Reproduce the passage from the neighborhood regulation text between "Epithelial cell density" and "demonstrating spatial tiling.", inclusive.

**Text excerpt:**
________________________________________
Neighborhood Regulation

Our discoveries have resolved several long-standing debates in the field:

Although epidermal stem cells are equally likely to self-renew or differentiate, sibling stem cells drive the timing of commitments. In fact, the exit of a stem cell from the basal layer – by differentiation – causes the counterbalancing division of a neighboring stem cell within one to two days (Rompolas 2016; Mesa, Kawaguchi & Cockburn 2018).

Representative images showing the segmentation of basal cells based on the cortical K14-actinGFP signal. Representative example of an individual basal cell increasing in area concurrent with a neighbor differentiation, losing the G1 reporter (mKO2-hCdt1(30/120)) signal, and dividing over the course of 48 hr.

Epithelial cell density regulates resident immune cell density within the skin epidermis. These immune cells tile the epithelial space they inhabit to maximize surveillance coverage despite dynamic changes in basal stem cell proliferation (Park & Matte-Martone 2021).

Representative image of epithelial basal stem cells and immune cells in the ear with Voronoi diagrams representing the actual vs a random distribution of Langerhans Cells (LC) demonstrating spatial tiling.
________________________________________
Region pointing data:
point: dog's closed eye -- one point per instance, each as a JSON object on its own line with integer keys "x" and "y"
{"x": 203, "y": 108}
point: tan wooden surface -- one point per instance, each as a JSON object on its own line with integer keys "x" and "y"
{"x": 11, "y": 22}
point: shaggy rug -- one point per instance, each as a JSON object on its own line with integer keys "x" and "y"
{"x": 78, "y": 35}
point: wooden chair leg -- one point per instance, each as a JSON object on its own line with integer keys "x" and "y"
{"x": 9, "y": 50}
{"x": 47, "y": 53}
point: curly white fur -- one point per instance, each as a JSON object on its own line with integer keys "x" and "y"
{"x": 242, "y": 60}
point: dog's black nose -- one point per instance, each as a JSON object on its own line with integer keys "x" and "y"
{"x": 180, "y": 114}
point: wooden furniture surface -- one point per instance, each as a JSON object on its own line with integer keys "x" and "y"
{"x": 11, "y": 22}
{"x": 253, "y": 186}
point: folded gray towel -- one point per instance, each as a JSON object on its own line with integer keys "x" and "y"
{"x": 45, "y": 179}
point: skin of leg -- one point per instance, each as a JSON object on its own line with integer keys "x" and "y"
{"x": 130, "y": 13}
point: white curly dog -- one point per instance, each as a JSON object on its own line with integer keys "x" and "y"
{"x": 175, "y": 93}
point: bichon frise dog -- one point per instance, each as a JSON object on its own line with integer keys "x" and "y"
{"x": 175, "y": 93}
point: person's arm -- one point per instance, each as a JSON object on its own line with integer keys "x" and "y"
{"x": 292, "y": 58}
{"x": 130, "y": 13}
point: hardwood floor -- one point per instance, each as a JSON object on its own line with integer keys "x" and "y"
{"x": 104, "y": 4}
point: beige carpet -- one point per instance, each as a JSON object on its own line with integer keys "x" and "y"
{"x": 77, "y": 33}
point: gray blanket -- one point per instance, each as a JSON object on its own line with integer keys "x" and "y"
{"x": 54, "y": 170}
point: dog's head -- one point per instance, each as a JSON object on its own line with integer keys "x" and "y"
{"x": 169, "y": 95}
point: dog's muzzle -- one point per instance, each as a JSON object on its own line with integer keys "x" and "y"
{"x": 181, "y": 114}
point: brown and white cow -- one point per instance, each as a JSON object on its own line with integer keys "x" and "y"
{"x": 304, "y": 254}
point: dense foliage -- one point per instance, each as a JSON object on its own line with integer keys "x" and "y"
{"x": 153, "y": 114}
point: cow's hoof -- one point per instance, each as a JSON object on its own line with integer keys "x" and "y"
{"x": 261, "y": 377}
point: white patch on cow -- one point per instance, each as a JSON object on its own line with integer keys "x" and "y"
________________________________________
**Answer box:**
Epithelial cell density regulates resident immune cell density within the skin epidermis. These immune cells tile the epithelial space they inhabit to maximize surveillance coverage despite dynamic changes in basal stem cell proliferation (Park & Matte-Martone 2021).

Representative image of epithelial basal stem cells and immune cells in the ear with Voronoi diagrams representing the actual vs a random distribution of Langerhans Cells (LC) demonstrating spatial tiling.